→ **PAGE**:
ACCORDING to a centuries-old Jewish custom, would-be converts to Judaism must be rejected three times before beginning the process of conversion. It wasn’t the recruiting department’s best campaign. But there's no denying the message: Being Jewish isn't all dreidel and whitefish salad. It's serious business. And if you’re thinking about signing up, you can’t just kinda wanna; you have to totally wanna. In fact, your level of wanna must be such that you’ll take no for an answer not once but thrice.

 

Same basic idea with A Jew on Pluto.

 

If you’ve ever found yourself conflicted about, confounded by, or disconnected from Judaism—heck, any religion—then I think you'll enjoy this book. While it follows the travels of one Earth Jew and his own kooky tug-of-war with Judaism’s gravitational pull, my goal is that you’ll recognize your story, hear your big questions, and discover—in ways that are authentic to you—that you’re far from alone in the universe. I do hope you’ll come along.

→ **TASK STATEMENT**: Extend the passage about A Jew on Pluto, starting right after its last sentence. The rows after this point have no connection to the passage about A Jew on Pluto.

→ **RECORD EXTRACTS**:

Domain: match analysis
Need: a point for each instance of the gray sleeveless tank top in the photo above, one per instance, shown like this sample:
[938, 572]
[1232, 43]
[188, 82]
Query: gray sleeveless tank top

→ **THE RESULT**:
 

But maybe you shouldn’t.

  

A Jew on Pluto explores questions about Judaism—heck, religion in general—in ways that might make you uncomfortable. And not in the my abs will thank me later way. More the I’m deeply and inconsolably offended way. And that’s not good for anyone. Let’s avoid that.

 

To that end, I invite you to complete a brief questionnaire called “Three Reasons Not To Read This Book.” If you’re still here after three solid rejections, excellent. If not, that’s OK. Really. I hope we can still be friends.